Exercise goal
Transcribe exactly the lines from the one containing "of the white" through the last line of the listing below, inclusive, and nothing beyond them.

Data to examine
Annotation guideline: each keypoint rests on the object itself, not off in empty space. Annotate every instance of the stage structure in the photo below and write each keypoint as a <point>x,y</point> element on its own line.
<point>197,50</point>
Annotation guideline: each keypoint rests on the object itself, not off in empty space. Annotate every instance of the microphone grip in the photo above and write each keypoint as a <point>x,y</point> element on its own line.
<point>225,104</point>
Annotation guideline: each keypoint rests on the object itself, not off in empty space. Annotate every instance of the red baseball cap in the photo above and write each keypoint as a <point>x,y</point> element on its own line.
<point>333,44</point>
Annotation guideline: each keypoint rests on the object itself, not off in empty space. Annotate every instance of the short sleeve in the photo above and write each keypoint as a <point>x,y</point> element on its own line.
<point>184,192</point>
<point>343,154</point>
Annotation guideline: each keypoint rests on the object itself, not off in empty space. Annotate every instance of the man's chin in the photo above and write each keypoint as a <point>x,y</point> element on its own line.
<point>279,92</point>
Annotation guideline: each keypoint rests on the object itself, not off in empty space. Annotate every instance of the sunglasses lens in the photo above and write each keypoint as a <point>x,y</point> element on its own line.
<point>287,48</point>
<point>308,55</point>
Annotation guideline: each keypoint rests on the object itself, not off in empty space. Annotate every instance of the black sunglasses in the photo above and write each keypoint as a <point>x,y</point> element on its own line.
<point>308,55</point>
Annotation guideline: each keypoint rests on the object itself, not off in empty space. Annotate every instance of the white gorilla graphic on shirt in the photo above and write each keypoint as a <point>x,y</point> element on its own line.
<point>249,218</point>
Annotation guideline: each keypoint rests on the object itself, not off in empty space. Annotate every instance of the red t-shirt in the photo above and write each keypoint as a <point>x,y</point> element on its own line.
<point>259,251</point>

Response
Annotation guideline: each keypoint rests on the object itself, not off in empty space. Annotate every instance of the white gorilla graphic on shirt in the photo above and write each keypoint as a <point>x,y</point> element on its own line.
<point>249,218</point>
Annotation guideline: each keypoint rests on the object itself, not off in empty space. Annotate every instance of the red t-shirt in the photo above and write each keypoint as a <point>x,y</point> element on its own line.
<point>259,251</point>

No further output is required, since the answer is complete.